FRAGMENTO SELECCIONADO =>

──────

El amor es más fuerte

El recibimiento que le brindaron a Néstor García en el partido en que enfrentó a Peñarol, sirve para profundizar sobre algunos de los que podrían ser motivos para reconocerlo de esa manera. Otros ejemplos que trascendieron al tiempo.
Autor:Martín Pellegrinet @soyelpelle
El amor es más fuerte

A propósito de la ovación y el reconocimiento que los hinchas de Peñarol le brindaron a Néstor “Che” García esta semana: ¿Por qué un entrenador que hace ya 20 años que no dirige al equipo, mantiene intacto el amor e idilio con un público que, ahora en su mayoría, no fue testigo presencial de sus hazañas al frente del club?

Galeano abre su libro “El fútbol a sol y sombra” con definiciones varias. Sobre El Hincha, un fragmento versa lo siguiente: “el hincha agita el pañuelo, traga saliva, glup, traga veneno, se come la gorra, susurra plegarias y maldiciones y de pronto se rompe la garganta en una ovación y salta como pulga abrazando al desconocido que grita el gol a su lado. Mientras dura la misa pagana, el hincha es muchos. Con miles de devotos comparte la certeza de que somos los mejores, todos los árbitros están vendidos, todos los rivales son tramposos. Rara vez el hincha dice: ‘hoy juega mi club’. Más bien dice: ‘hoy jugamos nosotros’”.

Si el hincha llega a sentirse parte, a ser por ese ratito uno más de los que juegan, entonces no es descabellado pensar que quiera sentirse representado por quienes sí visten y defienden sus colores como ellos sienten y anhelan que se lo haga. Quizás a partir de esto se pueda empezar a pensar una respuesta para el planteo.

El “Che” García dirigió a Peñarol entre las temporadas 92/93 y 96/97. Fueron 5 en total y ganó un campeonato, el primero para el club. Pero más allá de eso, lo que efectivamente lo hizo trascender al tiempo –altamente improbable para la cultura que impera-, es haber dejado una huella. Las huellas no se dejan sólo con trofeos. Los trofeos están en las vitrinas. Las sensaciones quedan en el cuerpo. Los hinchas no aplauden copas ni se emocionan con galardones. Se conmueven con y por las personas. Por la manera en que se dispusieron a hacerlo. Cómo defendieron su causa. Con qué argumentos.

──────

DATOS PROPORCIONADOS =>
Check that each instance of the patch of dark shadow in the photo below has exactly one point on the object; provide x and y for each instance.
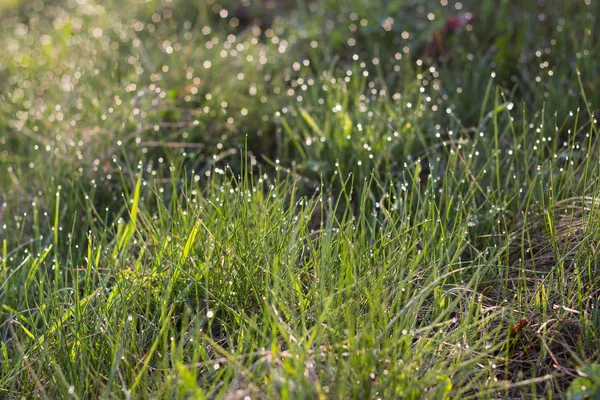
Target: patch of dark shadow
(567, 236)
(547, 351)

──────

EJERCICIOS =>
(1) En el texto sobre Néstor García, ¿cuántas temporadas dirigió el "Che" García a Peñarol?
(2) Por favor, continúa el texto sobre Néstor García y los hinchas de Peñarol a partir de su última oración.

RESULTADOS POR TAREA =>
(1) Cinco temporadas, entre la 92/93 y la 96/97.

(2)
La mayoría de los hinchas de Peñarol que aplaudieron a rabiar al “Che” en el Polideportivo el último martes no lo vieron dirigir a su equipo. No tienen idea cómo jugaba aquel Peñarol. Pero sus padres, tíos o abuelos, sí. Y ellos lo pasan. Como un legado. Si el hijo escucha las hazañas de parte del padre, que con ojos rojos y piel erizada le cuenta las epopeyas, las aprenderá y tomará como propias. No le hace falta, entonces, más información que esa emoción transmitida para reconocerle a una persona que, además de algún resultado coyuntural, lo que hizo fue mimetizarse, hacer la causa propia, y meterse en la piel.

Entonces no llama la atención encontrarse, hasta hace un tiempo, escurriendo alguna lágrima un sábado a la tarde mientras Alejandro Apo leía la historia de uno en su programa de radio, que curiosamente la escribió de manera magistral Fontanarrosa. Esa historia es de uno porque uno se la adueña.

¿O acaso el cuento de Sacheri “Independiente, mi viejo y yo”, no se convirtió con el paso del tiempo en el cuento de cada hincha, de cada equipo y de cada padre e hijo que compartieron ese ritual de tribuna como liturgia?

El juego como industria y entretenimiento ha limitado el espacio y lugar para el esparcimiento, el costado lúdico y hasta esencial por el que primero nos llamó la atención y luego comenzamos a jugar.

El encontrar ejemplos de protagonistas que vencieron al tiempo, y en algún punto a la cultura del éxito efímero, del ganar hoy porque mañana no existís, que el segundo es el primero de los perdedores, hace que no todo esté perdido.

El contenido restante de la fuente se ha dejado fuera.